* SELECTION
========================================
GALADIMA, J.C.A. (Delivering the Leading Judgment): The appeal made herein by the judgment creditor is against the ruling of the Lagos State High Court delivered by Ade-Alabi (J) on 31st day of January, 2001, wherein a garnishee order nisi made on the 18th of January, 2001 was set aside upon an application made by the judgment debtor, the Lagos State Government. The garnishee order nisi was sought by the said judgment creditor as part of efforts to enforce the judgment it had obtained in this matter on the 2nd June, 1999 in suit No. LD/835/99 in which the Lagos State Government was adjudged liable to pay the judgment creditor the sum of US$166,353,090.19.

By motion on notice dated 26/1/2001 and heard by the lower court on 31/1/2001, the Lagos State Government sought to set aside the order nisi. After hearing detailed argument from respective counsel for the parties, the learned trial Judge in his ruling set aside the garnishee order nisi. Being dissatisfied with the decision, the judgment creditor has appealed therefrom to this court. The notice of appeal filed on 1/2/2001 carried two grounds of appeal. Distilled from the said two grounds for determination of this court are these two issues set out in the appellant’s brief of argument in the following terms:

“1(a) Did the learned Judge of the High Court, upon the evidence before him possess the jurisdiction and power to set aside the garnishee order nisi?

(b)     What effect, if any, does the fact that a judgment debtor has sought to stay the execution of a judgment have upon the judgment creditors right under the Sheriffs and Civil Process Act, Cap. 407, Laws of Federation of Nigeria, 1990, to seek a garnishee order?
========================================
Stored data entries:
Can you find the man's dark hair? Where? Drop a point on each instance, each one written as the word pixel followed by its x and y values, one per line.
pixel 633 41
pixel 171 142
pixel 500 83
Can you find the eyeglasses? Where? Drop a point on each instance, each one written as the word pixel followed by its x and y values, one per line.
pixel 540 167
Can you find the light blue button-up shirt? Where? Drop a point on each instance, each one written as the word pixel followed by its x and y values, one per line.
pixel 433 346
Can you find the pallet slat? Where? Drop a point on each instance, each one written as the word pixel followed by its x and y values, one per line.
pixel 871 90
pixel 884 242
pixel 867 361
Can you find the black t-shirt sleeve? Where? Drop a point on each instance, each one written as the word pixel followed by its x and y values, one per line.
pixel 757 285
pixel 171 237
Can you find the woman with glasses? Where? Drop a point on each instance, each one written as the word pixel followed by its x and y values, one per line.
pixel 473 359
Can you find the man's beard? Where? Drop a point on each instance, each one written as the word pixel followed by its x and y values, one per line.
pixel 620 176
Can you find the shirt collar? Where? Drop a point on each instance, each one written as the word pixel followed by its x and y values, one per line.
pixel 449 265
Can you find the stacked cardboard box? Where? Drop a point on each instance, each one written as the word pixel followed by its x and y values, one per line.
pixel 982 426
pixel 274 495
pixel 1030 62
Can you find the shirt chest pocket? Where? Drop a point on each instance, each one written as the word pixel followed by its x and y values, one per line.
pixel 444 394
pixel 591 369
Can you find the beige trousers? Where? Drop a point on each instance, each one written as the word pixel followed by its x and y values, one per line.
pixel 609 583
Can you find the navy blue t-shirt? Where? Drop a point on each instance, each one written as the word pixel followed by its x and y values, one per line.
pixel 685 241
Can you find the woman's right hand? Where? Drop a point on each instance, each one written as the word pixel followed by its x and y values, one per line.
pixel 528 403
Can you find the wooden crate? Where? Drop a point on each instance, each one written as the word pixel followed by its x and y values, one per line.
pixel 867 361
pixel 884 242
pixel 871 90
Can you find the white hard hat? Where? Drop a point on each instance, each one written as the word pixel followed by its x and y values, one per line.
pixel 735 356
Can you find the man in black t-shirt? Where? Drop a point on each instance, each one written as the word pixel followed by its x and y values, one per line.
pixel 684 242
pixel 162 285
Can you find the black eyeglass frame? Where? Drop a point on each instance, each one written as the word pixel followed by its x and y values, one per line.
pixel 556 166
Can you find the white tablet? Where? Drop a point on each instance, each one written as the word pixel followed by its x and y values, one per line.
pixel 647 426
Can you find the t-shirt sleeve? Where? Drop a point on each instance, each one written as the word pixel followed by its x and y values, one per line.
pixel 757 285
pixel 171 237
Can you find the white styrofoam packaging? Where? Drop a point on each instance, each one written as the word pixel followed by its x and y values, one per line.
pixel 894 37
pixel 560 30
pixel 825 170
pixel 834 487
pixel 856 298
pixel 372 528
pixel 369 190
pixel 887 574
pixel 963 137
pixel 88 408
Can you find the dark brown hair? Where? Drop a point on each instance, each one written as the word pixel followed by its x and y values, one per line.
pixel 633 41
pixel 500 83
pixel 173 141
========================================
* WRITTEN TASK 1
Using the court judgment, decide whether each statement below agrees with the text, answering yes or no and quoting the deciding words exactly: (a) The garnishee order nisi was made on 31st January, 2001. (b) The notice of appeal carried two grounds of appeal. (c) The Lagos State Government was the judgment creditor.
* WRITTEN TASK 2
Print the part of the court judgment from "(b)     What" up to and including "a garnishee order?".

* TASK OUTPUT 1
(a) No: "a garnishee order nisi made on the 18th of January, 2001"
(b) Yes: "The notice of appeal filed on 1/2/2001 carried two grounds of appeal."
(c) No: "the judgment debtor, the Lagos State Government"

* TASK OUTPUT 2
(b)     What effect, if any, does the fact that a judgment debtor has sought to stay the execution of a judgment have upon the judgment creditors right under the Sheriffs and Civil Process Act, Cap. 407, Laws of Federation of Nigeria, 1990, to seek a garnishee order?